= TASK BRIEF =
Pull out each line of the entries below that contains the word "every", keeping the lines in their original order.

= SUPPLIED INFORMATION =
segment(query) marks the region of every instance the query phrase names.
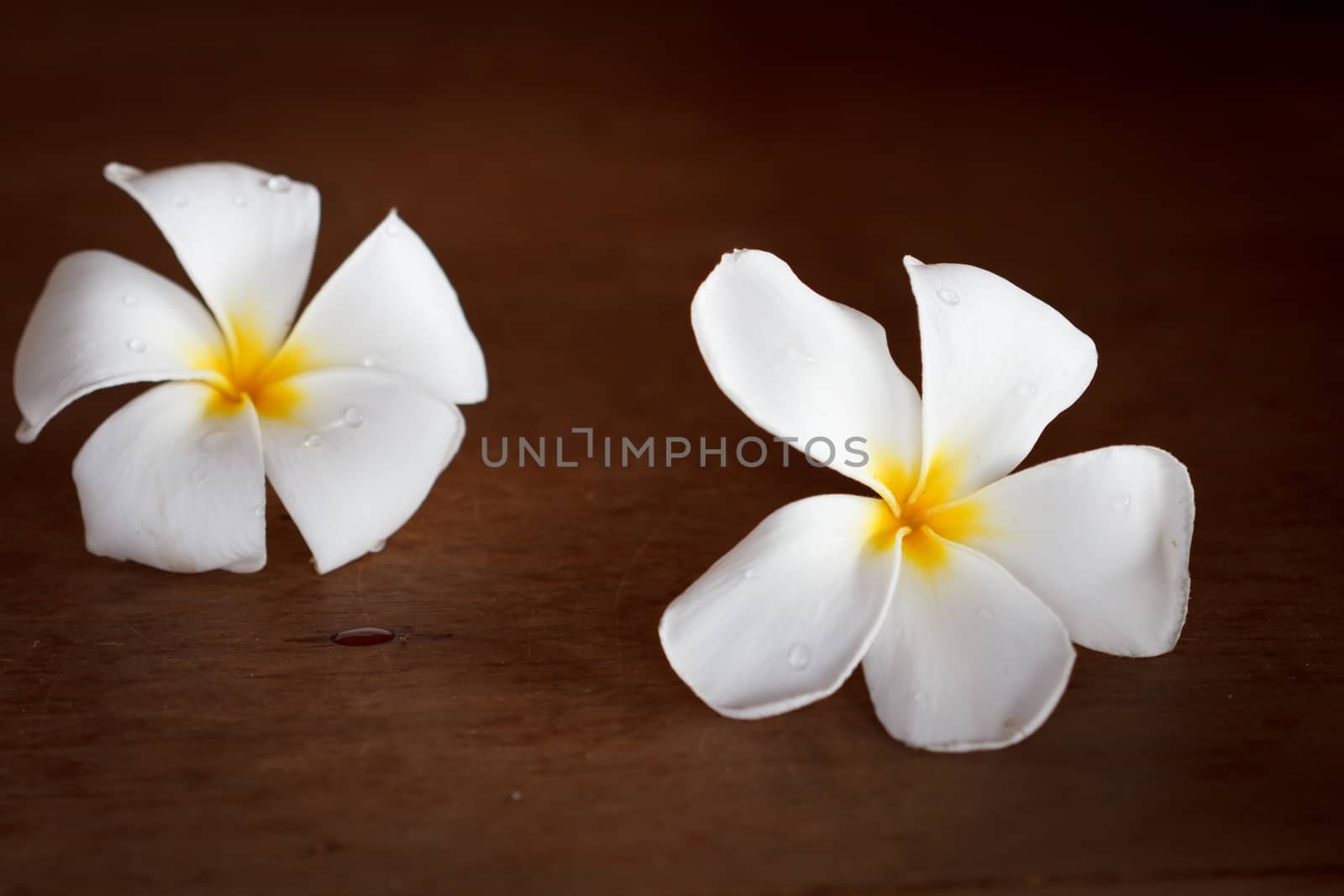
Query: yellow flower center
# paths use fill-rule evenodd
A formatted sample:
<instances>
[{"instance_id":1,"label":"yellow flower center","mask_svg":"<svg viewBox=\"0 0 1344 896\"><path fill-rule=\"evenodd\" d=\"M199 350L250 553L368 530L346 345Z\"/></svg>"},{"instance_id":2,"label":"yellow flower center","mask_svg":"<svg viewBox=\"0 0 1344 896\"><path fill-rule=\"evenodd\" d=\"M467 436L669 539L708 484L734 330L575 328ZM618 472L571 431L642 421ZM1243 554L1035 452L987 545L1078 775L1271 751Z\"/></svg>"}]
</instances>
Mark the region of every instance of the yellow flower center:
<instances>
[{"instance_id":1,"label":"yellow flower center","mask_svg":"<svg viewBox=\"0 0 1344 896\"><path fill-rule=\"evenodd\" d=\"M980 506L976 501L954 500L957 462L942 454L934 455L923 485L917 488L914 477L899 463L884 462L876 470L896 501L896 506L882 504L871 523L868 544L890 551L896 536L902 559L923 572L933 572L948 559L946 541L961 541L982 528Z\"/></svg>"},{"instance_id":2,"label":"yellow flower center","mask_svg":"<svg viewBox=\"0 0 1344 896\"><path fill-rule=\"evenodd\" d=\"M302 398L290 377L312 367L308 353L293 340L276 352L269 351L265 330L246 312L230 314L228 329L233 339L226 339L222 352L206 352L196 359L198 368L214 371L224 380L214 384L210 412L233 414L247 399L263 416L288 416Z\"/></svg>"}]
</instances>

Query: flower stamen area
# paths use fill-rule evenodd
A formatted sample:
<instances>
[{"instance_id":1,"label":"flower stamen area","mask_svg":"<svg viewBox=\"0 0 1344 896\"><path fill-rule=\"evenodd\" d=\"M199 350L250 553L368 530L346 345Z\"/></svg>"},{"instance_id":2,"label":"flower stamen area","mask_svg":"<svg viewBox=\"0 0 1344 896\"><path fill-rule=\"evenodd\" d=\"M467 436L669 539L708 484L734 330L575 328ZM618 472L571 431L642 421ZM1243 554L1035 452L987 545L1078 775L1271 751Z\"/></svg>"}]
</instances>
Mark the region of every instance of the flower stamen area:
<instances>
[{"instance_id":1,"label":"flower stamen area","mask_svg":"<svg viewBox=\"0 0 1344 896\"><path fill-rule=\"evenodd\" d=\"M903 469L903 467L900 467ZM923 572L933 572L948 559L946 541L960 541L981 528L976 501L952 498L956 482L946 461L930 463L922 488L913 488L910 477L884 478L896 506L883 502L874 514L868 544L890 551L900 540L900 555Z\"/></svg>"},{"instance_id":2,"label":"flower stamen area","mask_svg":"<svg viewBox=\"0 0 1344 896\"><path fill-rule=\"evenodd\" d=\"M207 352L196 360L199 368L223 377L223 383L212 384L215 395L210 412L233 414L242 408L246 398L262 416L288 416L301 399L290 377L308 368L305 352L292 341L271 352L262 328L250 314L230 314L228 326L233 340L224 351Z\"/></svg>"}]
</instances>

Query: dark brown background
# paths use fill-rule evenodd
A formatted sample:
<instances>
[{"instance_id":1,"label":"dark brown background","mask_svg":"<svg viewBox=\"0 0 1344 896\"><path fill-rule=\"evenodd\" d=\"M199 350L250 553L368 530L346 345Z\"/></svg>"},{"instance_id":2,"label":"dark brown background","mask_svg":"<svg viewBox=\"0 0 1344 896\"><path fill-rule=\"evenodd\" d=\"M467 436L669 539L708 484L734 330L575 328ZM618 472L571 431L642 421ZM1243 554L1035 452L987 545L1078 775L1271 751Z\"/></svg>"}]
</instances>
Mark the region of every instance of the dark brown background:
<instances>
[{"instance_id":1,"label":"dark brown background","mask_svg":"<svg viewBox=\"0 0 1344 896\"><path fill-rule=\"evenodd\" d=\"M7 23L7 361L66 253L181 279L103 163L226 159L320 185L314 282L399 207L491 398L386 552L323 578L276 504L255 575L85 553L70 462L132 392L0 439L0 893L1344 885L1337 17L187 5ZM903 253L1090 333L1032 461L1189 465L1176 652L1082 652L1050 721L980 755L891 740L857 678L758 723L696 701L663 607L848 481L491 470L478 438L753 434L687 317L735 246L884 322L915 376ZM363 623L403 637L328 641Z\"/></svg>"}]
</instances>

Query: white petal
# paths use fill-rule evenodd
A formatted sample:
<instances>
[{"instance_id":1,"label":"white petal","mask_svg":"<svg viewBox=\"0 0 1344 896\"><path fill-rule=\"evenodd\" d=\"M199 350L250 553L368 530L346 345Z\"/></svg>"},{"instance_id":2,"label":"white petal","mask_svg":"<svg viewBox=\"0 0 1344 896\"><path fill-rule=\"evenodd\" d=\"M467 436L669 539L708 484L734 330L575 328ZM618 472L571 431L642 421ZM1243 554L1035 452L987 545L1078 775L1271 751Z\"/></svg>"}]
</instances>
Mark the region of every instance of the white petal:
<instances>
[{"instance_id":1,"label":"white petal","mask_svg":"<svg viewBox=\"0 0 1344 896\"><path fill-rule=\"evenodd\" d=\"M246 328L249 351L274 351L313 263L317 188L233 163L105 173L153 218L227 337Z\"/></svg>"},{"instance_id":2,"label":"white petal","mask_svg":"<svg viewBox=\"0 0 1344 896\"><path fill-rule=\"evenodd\" d=\"M1085 647L1167 653L1185 622L1195 490L1180 461L1117 446L1015 473L977 492L964 541L992 556Z\"/></svg>"},{"instance_id":3,"label":"white petal","mask_svg":"<svg viewBox=\"0 0 1344 896\"><path fill-rule=\"evenodd\" d=\"M266 474L317 571L329 572L378 549L415 513L465 423L388 373L313 371L286 383L296 407L261 418Z\"/></svg>"},{"instance_id":4,"label":"white petal","mask_svg":"<svg viewBox=\"0 0 1344 896\"><path fill-rule=\"evenodd\" d=\"M1009 473L1097 371L1097 347L1050 305L970 265L906 258L919 308L925 465L950 497Z\"/></svg>"},{"instance_id":5,"label":"white petal","mask_svg":"<svg viewBox=\"0 0 1344 896\"><path fill-rule=\"evenodd\" d=\"M75 457L89 551L169 572L266 564L257 414L219 414L200 383L156 386L109 416Z\"/></svg>"},{"instance_id":6,"label":"white petal","mask_svg":"<svg viewBox=\"0 0 1344 896\"><path fill-rule=\"evenodd\" d=\"M449 404L485 399L485 359L425 242L392 212L317 292L292 344L312 367L370 367Z\"/></svg>"},{"instance_id":7,"label":"white petal","mask_svg":"<svg viewBox=\"0 0 1344 896\"><path fill-rule=\"evenodd\" d=\"M109 386L219 380L223 351L206 308L176 283L110 253L60 259L19 340L13 394L31 442L63 407Z\"/></svg>"},{"instance_id":8,"label":"white petal","mask_svg":"<svg viewBox=\"0 0 1344 896\"><path fill-rule=\"evenodd\" d=\"M829 439L829 466L883 497L894 478L913 478L919 395L876 321L812 292L770 253L737 251L700 285L691 324L719 388L758 426L800 449ZM847 451L856 437L867 439L866 465ZM829 453L817 442L812 457ZM892 463L906 469L894 476Z\"/></svg>"},{"instance_id":9,"label":"white petal","mask_svg":"<svg viewBox=\"0 0 1344 896\"><path fill-rule=\"evenodd\" d=\"M785 505L663 614L668 662L700 700L761 719L844 684L887 611L899 545L872 543L886 504L824 494Z\"/></svg>"},{"instance_id":10,"label":"white petal","mask_svg":"<svg viewBox=\"0 0 1344 896\"><path fill-rule=\"evenodd\" d=\"M1007 747L1050 716L1074 649L1055 614L993 560L942 544L938 567L902 566L863 660L868 693L887 732L911 747Z\"/></svg>"}]
</instances>

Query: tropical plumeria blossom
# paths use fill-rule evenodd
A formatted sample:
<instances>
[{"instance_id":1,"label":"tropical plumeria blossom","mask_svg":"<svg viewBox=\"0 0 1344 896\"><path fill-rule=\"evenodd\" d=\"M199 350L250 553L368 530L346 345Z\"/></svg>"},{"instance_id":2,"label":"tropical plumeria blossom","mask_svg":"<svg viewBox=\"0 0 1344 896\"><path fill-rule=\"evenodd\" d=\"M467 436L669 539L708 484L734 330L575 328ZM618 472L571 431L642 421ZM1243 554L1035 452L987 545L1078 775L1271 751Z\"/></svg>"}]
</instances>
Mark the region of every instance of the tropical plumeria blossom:
<instances>
[{"instance_id":1,"label":"tropical plumeria blossom","mask_svg":"<svg viewBox=\"0 0 1344 896\"><path fill-rule=\"evenodd\" d=\"M90 552L173 572L266 563L266 480L319 572L382 548L457 453L485 361L434 255L390 214L290 330L317 240L310 184L235 164L106 177L204 305L105 251L62 259L19 341L17 439L75 399L159 382L81 449Z\"/></svg>"},{"instance_id":2,"label":"tropical plumeria blossom","mask_svg":"<svg viewBox=\"0 0 1344 896\"><path fill-rule=\"evenodd\" d=\"M761 251L724 255L691 321L719 388L878 493L775 510L681 594L660 635L710 707L759 719L863 662L892 737L992 750L1055 708L1077 642L1149 657L1180 637L1195 498L1185 467L1117 446L1009 473L1097 368L1093 341L1008 281L906 258L923 396L870 317ZM824 454L824 455L823 455ZM823 455L823 457L818 457Z\"/></svg>"}]
</instances>

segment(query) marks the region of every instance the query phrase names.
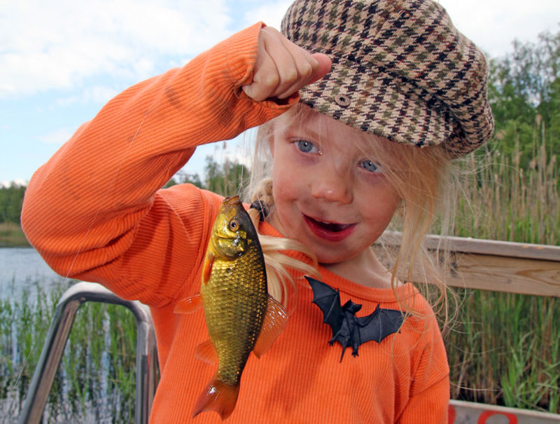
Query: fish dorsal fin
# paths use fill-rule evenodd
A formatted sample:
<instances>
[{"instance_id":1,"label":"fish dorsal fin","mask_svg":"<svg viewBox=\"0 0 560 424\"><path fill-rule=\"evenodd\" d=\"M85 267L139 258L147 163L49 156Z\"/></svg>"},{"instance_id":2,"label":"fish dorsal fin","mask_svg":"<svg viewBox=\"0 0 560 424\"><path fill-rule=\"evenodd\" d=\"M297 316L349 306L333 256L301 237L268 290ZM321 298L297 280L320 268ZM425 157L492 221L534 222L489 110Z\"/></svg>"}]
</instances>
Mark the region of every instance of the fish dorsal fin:
<instances>
[{"instance_id":1,"label":"fish dorsal fin","mask_svg":"<svg viewBox=\"0 0 560 424\"><path fill-rule=\"evenodd\" d=\"M211 365L214 365L218 362L218 353L209 340L203 341L195 348L195 357Z\"/></svg>"},{"instance_id":2,"label":"fish dorsal fin","mask_svg":"<svg viewBox=\"0 0 560 424\"><path fill-rule=\"evenodd\" d=\"M202 306L200 294L197 293L190 297L186 297L175 303L174 312L176 313L191 313Z\"/></svg>"},{"instance_id":3,"label":"fish dorsal fin","mask_svg":"<svg viewBox=\"0 0 560 424\"><path fill-rule=\"evenodd\" d=\"M288 313L286 312L286 308L269 294L265 320L260 328L260 334L253 348L253 352L257 357L260 357L268 350L287 324Z\"/></svg>"}]
</instances>

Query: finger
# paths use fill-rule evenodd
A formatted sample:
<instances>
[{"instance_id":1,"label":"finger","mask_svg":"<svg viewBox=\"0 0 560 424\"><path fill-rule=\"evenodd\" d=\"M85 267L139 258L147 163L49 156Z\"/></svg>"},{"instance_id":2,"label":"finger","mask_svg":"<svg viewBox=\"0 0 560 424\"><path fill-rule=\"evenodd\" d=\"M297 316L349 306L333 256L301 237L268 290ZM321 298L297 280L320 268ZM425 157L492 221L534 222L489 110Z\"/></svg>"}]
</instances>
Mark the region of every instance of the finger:
<instances>
[{"instance_id":1,"label":"finger","mask_svg":"<svg viewBox=\"0 0 560 424\"><path fill-rule=\"evenodd\" d=\"M274 61L262 50L257 57L253 69L253 82L241 87L248 97L257 102L261 102L272 96L279 82L278 69Z\"/></svg>"},{"instance_id":2,"label":"finger","mask_svg":"<svg viewBox=\"0 0 560 424\"><path fill-rule=\"evenodd\" d=\"M332 67L332 62L330 60L330 57L324 53L314 53L312 56L318 62L318 66L314 70L307 84L311 84L320 80L330 71L330 68Z\"/></svg>"},{"instance_id":3,"label":"finger","mask_svg":"<svg viewBox=\"0 0 560 424\"><path fill-rule=\"evenodd\" d=\"M301 61L300 56L302 55L298 51L301 49L288 41L276 30L274 30L271 36L265 39L265 47L270 57L274 60L278 71L278 84L270 96L275 97L297 84L301 78L298 62L298 60Z\"/></svg>"},{"instance_id":4,"label":"finger","mask_svg":"<svg viewBox=\"0 0 560 424\"><path fill-rule=\"evenodd\" d=\"M304 50L287 40L286 43L290 43L286 46L286 50L292 56L297 76L291 79L291 83L289 83L290 80L286 79L286 83L278 87L275 95L279 99L290 97L308 83L319 65L318 62Z\"/></svg>"}]
</instances>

= WORKED ANSWER =
segment(query) marks the region of every instance the query phrase names.
Mark the region of every instance of the yellow flower center:
Mark the region of every instance of the flower stamen area:
Mark the region of every instance of the dark brown background:
Mark the region of every instance of the white petal:
Mark the region of every instance of the tropical plumeria blossom:
segment(query) marks the region of every instance the query phrase names.
Mark the region of every instance of the fish dorsal fin:
Mark the region of every instance of the finger:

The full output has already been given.